_What to produce:_ Identify the line that contains "Put a dot on each instance of the neck" in the material. Output it and every line after it, unchanged, through the end.

○ ○ ○ ○ ○ ○ ○

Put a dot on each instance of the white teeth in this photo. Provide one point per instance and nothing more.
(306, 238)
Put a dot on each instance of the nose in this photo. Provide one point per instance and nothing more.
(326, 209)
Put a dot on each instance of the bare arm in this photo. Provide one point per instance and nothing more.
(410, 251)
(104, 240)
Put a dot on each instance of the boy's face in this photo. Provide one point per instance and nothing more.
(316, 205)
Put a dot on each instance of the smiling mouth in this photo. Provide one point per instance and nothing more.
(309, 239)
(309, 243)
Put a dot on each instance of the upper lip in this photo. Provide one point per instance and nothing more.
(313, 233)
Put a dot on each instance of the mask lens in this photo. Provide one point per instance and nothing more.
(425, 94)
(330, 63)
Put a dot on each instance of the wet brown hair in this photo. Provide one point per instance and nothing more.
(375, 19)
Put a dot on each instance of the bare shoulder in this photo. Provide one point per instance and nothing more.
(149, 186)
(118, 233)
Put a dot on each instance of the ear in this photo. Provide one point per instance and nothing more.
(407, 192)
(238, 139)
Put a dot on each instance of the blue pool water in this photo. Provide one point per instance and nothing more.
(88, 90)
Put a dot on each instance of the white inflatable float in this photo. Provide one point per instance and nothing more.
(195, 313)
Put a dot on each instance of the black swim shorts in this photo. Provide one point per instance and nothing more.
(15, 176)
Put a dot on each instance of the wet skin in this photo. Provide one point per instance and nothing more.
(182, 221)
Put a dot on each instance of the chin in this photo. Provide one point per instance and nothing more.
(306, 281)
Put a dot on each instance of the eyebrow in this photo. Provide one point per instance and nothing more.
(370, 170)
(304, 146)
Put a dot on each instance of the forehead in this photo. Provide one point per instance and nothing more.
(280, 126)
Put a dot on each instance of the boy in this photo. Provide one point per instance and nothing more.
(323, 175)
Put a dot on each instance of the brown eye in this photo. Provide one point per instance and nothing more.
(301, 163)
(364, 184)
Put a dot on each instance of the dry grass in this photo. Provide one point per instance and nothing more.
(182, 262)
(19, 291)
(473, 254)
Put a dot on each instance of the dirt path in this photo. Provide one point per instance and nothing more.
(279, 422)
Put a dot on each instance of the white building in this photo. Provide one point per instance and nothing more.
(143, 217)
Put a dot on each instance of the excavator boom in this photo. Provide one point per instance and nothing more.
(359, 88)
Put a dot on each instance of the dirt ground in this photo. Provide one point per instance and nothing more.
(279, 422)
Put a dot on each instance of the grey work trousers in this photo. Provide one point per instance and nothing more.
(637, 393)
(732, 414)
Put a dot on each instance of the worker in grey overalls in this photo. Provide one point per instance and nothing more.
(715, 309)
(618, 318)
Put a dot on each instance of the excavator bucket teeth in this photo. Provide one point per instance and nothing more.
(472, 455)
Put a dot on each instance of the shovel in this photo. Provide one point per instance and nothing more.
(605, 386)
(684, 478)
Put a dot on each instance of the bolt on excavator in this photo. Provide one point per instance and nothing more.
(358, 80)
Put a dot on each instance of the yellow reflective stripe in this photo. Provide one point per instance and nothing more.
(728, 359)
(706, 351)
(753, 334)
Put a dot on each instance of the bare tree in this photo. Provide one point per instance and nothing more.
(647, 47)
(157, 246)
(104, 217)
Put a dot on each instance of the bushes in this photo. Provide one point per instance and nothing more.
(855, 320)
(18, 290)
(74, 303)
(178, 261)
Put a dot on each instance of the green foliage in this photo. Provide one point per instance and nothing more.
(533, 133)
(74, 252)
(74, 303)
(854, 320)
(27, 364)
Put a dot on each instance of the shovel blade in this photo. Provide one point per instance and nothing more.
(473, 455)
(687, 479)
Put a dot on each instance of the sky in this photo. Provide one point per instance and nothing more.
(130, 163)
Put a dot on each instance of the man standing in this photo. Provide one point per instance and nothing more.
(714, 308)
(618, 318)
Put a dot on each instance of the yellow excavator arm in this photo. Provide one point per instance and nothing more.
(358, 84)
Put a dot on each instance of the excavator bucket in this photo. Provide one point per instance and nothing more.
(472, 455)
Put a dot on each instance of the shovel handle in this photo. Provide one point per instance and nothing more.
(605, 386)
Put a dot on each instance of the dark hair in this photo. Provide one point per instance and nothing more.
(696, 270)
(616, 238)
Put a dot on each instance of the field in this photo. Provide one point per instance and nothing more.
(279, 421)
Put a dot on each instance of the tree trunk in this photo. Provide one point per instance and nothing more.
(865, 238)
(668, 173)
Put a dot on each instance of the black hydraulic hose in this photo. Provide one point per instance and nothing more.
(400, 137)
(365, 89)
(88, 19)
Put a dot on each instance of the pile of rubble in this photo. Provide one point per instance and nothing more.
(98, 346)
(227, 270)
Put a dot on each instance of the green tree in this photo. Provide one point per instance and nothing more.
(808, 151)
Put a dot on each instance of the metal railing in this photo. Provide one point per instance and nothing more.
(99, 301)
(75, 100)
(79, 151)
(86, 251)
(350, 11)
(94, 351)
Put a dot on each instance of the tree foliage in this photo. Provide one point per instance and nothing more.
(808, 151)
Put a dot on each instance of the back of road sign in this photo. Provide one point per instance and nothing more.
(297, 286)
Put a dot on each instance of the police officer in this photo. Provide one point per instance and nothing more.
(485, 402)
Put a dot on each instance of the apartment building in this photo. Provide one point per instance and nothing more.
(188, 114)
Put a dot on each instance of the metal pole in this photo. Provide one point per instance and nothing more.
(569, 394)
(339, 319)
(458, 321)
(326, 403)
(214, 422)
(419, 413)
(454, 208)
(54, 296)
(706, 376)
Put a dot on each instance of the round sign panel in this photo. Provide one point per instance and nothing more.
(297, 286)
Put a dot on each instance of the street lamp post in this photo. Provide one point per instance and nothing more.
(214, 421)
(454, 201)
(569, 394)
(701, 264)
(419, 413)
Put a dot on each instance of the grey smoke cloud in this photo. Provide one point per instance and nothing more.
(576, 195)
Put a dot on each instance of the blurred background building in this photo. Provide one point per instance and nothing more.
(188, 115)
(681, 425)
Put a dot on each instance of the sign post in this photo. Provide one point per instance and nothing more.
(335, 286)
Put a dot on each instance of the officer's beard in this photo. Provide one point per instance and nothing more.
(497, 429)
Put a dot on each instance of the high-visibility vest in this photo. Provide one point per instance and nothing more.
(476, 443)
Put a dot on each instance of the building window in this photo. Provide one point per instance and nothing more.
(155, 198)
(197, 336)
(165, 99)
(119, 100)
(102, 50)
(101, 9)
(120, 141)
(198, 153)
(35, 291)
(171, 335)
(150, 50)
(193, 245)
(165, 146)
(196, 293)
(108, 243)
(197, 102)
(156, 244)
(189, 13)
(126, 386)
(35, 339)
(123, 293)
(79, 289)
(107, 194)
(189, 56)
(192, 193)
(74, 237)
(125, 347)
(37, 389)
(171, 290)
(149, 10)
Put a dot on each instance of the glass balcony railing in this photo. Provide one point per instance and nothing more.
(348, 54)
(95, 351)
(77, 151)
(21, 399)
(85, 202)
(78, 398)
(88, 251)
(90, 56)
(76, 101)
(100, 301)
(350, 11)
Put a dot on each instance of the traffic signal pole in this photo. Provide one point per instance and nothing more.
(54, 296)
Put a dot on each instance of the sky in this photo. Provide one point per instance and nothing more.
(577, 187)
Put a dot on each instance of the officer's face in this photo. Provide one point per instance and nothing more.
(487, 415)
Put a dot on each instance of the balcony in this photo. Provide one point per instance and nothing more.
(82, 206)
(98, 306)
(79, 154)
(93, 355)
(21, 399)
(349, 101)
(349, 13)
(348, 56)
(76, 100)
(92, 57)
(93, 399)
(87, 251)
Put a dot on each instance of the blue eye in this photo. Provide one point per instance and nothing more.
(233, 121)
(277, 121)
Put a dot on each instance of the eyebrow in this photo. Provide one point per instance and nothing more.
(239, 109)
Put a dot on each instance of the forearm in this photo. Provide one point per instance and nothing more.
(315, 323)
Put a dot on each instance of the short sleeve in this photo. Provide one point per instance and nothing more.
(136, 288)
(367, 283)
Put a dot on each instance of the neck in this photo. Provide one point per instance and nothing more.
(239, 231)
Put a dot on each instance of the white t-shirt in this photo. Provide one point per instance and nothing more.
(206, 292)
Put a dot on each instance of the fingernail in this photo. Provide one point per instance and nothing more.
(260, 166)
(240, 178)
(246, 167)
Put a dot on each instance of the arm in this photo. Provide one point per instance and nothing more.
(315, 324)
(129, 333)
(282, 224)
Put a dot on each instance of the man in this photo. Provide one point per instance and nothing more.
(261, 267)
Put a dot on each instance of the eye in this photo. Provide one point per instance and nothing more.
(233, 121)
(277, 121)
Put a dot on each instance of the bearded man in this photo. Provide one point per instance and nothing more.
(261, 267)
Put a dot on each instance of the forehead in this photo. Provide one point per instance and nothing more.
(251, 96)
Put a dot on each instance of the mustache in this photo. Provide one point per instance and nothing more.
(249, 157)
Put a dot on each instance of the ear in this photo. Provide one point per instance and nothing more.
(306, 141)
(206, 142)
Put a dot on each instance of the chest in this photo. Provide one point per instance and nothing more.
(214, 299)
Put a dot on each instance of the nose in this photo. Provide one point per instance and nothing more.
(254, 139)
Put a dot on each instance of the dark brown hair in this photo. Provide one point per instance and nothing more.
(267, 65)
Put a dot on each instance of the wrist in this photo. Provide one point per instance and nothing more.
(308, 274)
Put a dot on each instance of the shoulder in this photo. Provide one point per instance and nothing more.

○ ○ ○ ○ ○ ○ ○

_Full response:_
Put a dot on each instance of the neck in this photo. Provide one point per instance and nothing more.
(239, 231)
Put a dot on each instance of the white t-shirt in this photo. Provide one point per instance and nothing more.
(206, 292)
Put a dot on each instance of the fingernail in this photo. Provide one point per instance and nothing more.
(260, 166)
(240, 178)
(246, 167)
Put a dot on each instance of the arm in this photo. Provide one point per instance and nothing more.
(315, 324)
(129, 333)
(282, 224)
Put a dot on each instance of the man in this photo. Provide one point per instance and nothing more.
(261, 267)
Put a dot on each instance of the eye in this photo. Provide one point per instance and nothing more.
(233, 121)
(277, 121)
Put a dot on each instance of the bearded man in this photo. Provide one point per instance and nothing more.
(261, 267)
Put a dot on each instance of the forehead in this photo. Provide one point per instance and nothing more.
(251, 96)
Put a dot on each instance of the mustache in this photo. Provide one point per instance and nothing more.
(249, 157)
Put a dot on each instance of the ear in this photo. Provide one point per instance and nothing more.
(306, 141)
(206, 142)
Put a dot on each instance of the chest in this photo. Provide one point per instance and nothing more.
(214, 299)
Put a dot on each instance of the nose in this photo. Provide one point per instance and nothing more.
(254, 139)
Put a dot on each instance of the dark brown hair in this photo. Provide one point per instance and nothing more.
(267, 65)
Put a dot on each instance of the wrist in this photo. Provide one point per instance and nothing more.
(308, 274)
Put a dot on each instance of the shoulder in this photo. Provide one point per instance and nothing more.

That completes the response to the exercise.